■ STUDY TEXT
Construction materials prices unchanged, signaling ‘stable’ costs ahead
- Construction input prices remained unchanged again in July, marking five consecutive months of no upward movement, according to a new Associated Builders and Contractors’ analysis of U.S. Bureau of Labor Statistics Producer Price Index data released Friday.
- Overall construction costs sit 3.1% lower than a year ago, while nonresidential input prices dipped 2.7% since last year, according to the report. Although overall inputs to construction still remain close to 40% higher than before the start of the COVID-19 pandemic, the flattening of costs over the past five months indicates that inflation has been cooling.
- “Goods prices continue to stagnate in the context of improved supply chains and a sluggish global economy,” said Anirban Basu, ABC chief economist, in the release. “It has been the improvement of supply chains that best explains recent positive economic outcomes in the U.S.”
Contractors are “finally seeing some relief from recent supply chain problems and price escalations,” according to a separate analysis from the Associated General Contractors of America.
But despite the stabilizing of inputs for most materials, prices did increase over the month for all three energy subcategories: natural gas, crude petroleum and unprocessed energy materials.
Natural gas prices pushed up 11% in July, while crude petroleum and unprocessed energy materials jumped 8.4% and 8%, respectively.
“With the exception of energy prices, which are heavily influenced by a cocktail of geopolitics, weather and investor frenzy, construction materials prices should be reasonably stable during the months to come,” said Basu. “As supply chains have normalized, unmet demand has been more readily satisfied.”
Those improved supply chains have helped push prices lower, contributing to the disinflation seen both in the consumer price index and producer price index, said Basu.
Nevertheless, one exception to stable construction materials costs may be construction equipment prices. The price of equipment increased nearly 2% on a monthly basis in July and nearly 10% over the past year.

■ QUESTIONS TO ANSWER
1 - From the construction prices article, set down word for word the passage starting at "Construction materials prices unchanged, signaling" and ending at "data released Friday.".
2 - According to the construction prices article, by what percentage did natural gas prices rise in July?

[Saved entries]
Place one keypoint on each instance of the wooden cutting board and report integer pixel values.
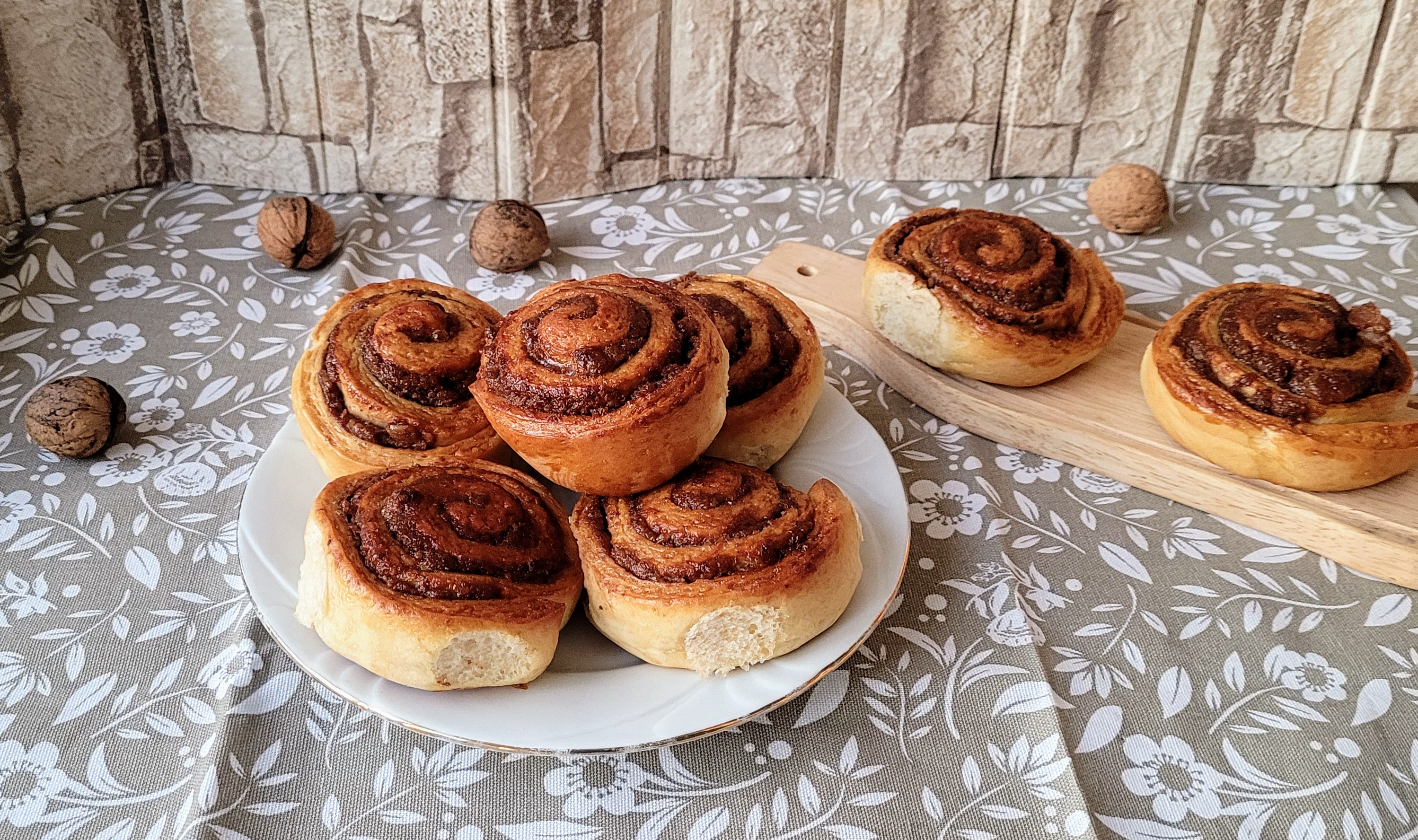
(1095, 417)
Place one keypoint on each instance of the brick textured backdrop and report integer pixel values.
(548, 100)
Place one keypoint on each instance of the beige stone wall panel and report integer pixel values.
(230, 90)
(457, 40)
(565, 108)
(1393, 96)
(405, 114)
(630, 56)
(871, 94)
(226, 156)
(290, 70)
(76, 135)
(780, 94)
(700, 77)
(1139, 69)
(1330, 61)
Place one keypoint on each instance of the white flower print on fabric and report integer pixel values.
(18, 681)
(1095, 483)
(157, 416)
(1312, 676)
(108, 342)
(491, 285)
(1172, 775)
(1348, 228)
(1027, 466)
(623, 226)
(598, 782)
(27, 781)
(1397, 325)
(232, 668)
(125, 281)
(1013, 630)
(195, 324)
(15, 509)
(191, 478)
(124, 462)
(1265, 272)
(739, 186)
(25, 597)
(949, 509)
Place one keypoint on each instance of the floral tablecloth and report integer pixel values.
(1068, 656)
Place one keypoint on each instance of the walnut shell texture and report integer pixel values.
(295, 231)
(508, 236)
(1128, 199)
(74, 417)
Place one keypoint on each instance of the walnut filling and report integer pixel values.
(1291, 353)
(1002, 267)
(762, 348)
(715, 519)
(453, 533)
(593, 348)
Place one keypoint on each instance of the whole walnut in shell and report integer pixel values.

■ ANSWERS FOR THE TASKS
1 -
Construction materials prices unchanged, signaling ‘stable’ costs ahead
- Construction input prices remained unchanged again in July, marking five consecutive months of no upward movement, according to a new Associated Builders and Contractors’ analysis of U.S. Bureau of Labor Statistics Producer Price Index data released Friday.

2 - 11%